- **Exercise details**: Please shift every coordinate in the answers by -16, and write out the items below again with their requests, from the line with "of the american" up to and including the last line of the items.

- **Exercise input**:

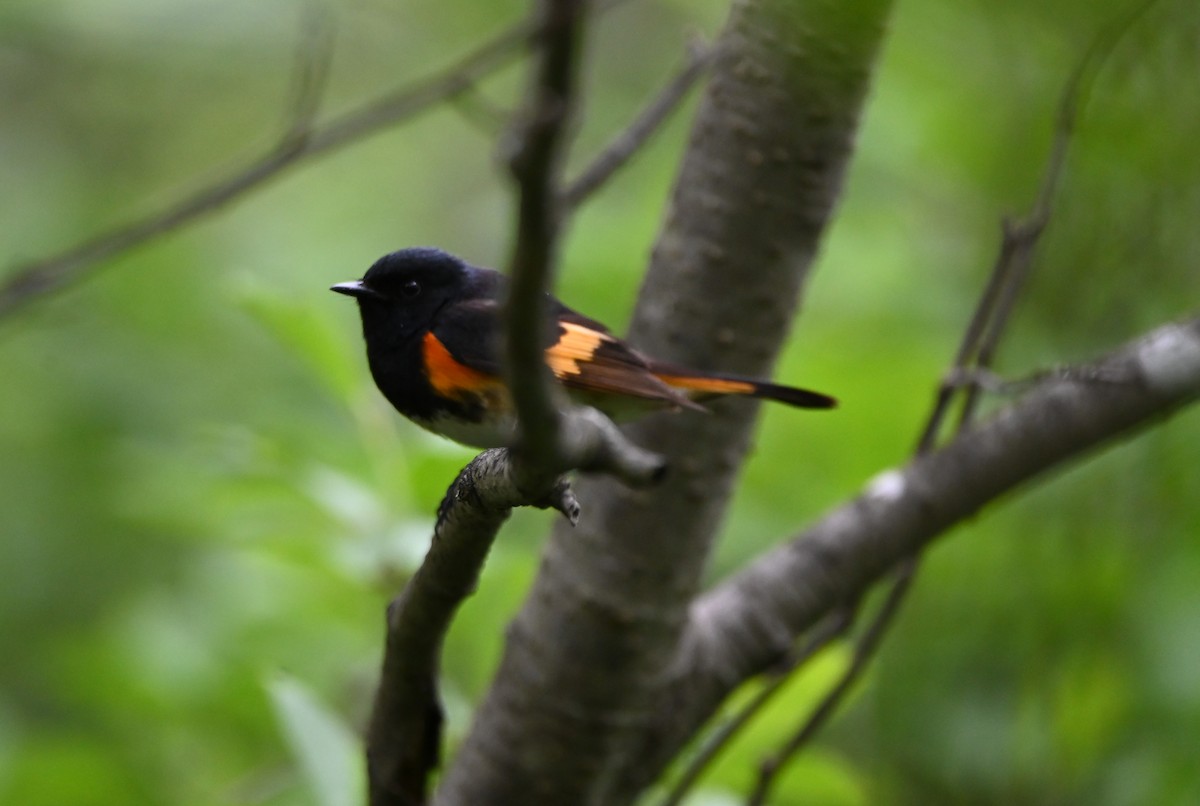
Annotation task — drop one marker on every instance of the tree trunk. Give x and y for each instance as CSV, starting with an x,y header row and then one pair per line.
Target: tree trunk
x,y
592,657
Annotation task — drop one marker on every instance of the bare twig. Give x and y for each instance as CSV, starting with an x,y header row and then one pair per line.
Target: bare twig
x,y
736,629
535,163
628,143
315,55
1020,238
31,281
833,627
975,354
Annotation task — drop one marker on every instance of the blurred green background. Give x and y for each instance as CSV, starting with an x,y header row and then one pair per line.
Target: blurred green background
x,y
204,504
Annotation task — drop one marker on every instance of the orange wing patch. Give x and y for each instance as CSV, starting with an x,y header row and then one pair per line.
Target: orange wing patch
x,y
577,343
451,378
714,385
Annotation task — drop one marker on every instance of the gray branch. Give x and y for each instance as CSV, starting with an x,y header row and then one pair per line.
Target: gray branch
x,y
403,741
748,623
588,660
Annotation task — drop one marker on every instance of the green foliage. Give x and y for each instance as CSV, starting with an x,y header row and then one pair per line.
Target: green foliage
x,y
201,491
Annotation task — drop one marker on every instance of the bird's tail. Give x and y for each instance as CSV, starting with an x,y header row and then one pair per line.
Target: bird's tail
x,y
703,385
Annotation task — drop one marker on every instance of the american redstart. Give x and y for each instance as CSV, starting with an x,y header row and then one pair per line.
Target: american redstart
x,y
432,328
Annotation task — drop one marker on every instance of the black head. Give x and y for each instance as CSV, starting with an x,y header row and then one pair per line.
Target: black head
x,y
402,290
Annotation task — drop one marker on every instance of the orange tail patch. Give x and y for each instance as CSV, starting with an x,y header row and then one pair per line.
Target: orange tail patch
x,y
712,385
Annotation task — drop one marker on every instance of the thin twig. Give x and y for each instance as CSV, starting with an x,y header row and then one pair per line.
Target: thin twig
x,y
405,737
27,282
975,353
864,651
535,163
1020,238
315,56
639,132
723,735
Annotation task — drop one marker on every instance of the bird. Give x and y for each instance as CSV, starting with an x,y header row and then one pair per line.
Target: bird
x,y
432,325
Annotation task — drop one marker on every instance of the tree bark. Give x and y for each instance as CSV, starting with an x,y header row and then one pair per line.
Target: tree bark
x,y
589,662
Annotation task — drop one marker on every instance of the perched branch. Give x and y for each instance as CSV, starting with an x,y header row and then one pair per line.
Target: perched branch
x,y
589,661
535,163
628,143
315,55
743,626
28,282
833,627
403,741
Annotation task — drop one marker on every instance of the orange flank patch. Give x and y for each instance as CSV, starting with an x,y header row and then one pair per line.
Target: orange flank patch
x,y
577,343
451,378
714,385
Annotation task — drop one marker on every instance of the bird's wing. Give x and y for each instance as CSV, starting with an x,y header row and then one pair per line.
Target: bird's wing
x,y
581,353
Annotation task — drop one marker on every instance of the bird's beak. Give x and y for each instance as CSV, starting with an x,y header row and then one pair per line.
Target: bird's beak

- **Complete output**:
Annotation task — drop one marker on every instance of the american redstart. Give x and y for each instance as CSV, starting with an x,y header row and then one pair per line.
Target: american redstart
x,y
416,312
Annotation task — drop one marker on every instance of the black head. Give x and y for each instance as CSV, starting with an x,y header row and then one pair per line.
Target: black head
x,y
386,274
Annotation task — drop one marker on every instance of the orange tail patch. Give x and y for each instance as CSV, starting with an x,y header row and then one pair per line.
Target: orange tail patch
x,y
696,369
Annotation task — drop one marker on every instance of the thin twig. Give x and y for each instance as CSV, starting with an x,y header row and then one pair per line.
Target: thin twig
x,y
389,721
11,266
959,337
848,635
519,147
1004,222
299,40
623,116
707,719
Annotation task — drop one marker on every instance of the bird. Give x and y for each instance as CSV, starting with an x,y header row and then one pair per line.
Target: bird
x,y
416,309
Annotation task — drop one marker on every instance of the tree bark. Give x and y for each instance as CSV, starting with an x,y header row and then one pair per line.
Target: tree bark
x,y
573,646
Annotation task — drop one marker on every instance of the perched branch. Give x and y for each instance as CSV, starting with an x,y header row and then one pair per line.
Target: perched branch
x,y
573,645
519,147
612,127
299,39
727,610
12,266
817,611
387,725
Annotation task — drop one marker on every instance of the orange flank patch. Give x and y for each instance as CSV, starting with an x,y header row and then one pair per line.
Target: orange flank patch
x,y
561,327
435,362
698,369
Annotation task — drop one marker on every instance of the bird's wing. Give x and y for each instance as CSV, starting with an x,y header row and then one pair per line.
Target: bird's wing
x,y
565,337
Annotation task — drop one marker on every instance of the bird's beak. Give x and y for each instance as CSV, starting with an x,y header row and then one pair per line.
Target: bird's beak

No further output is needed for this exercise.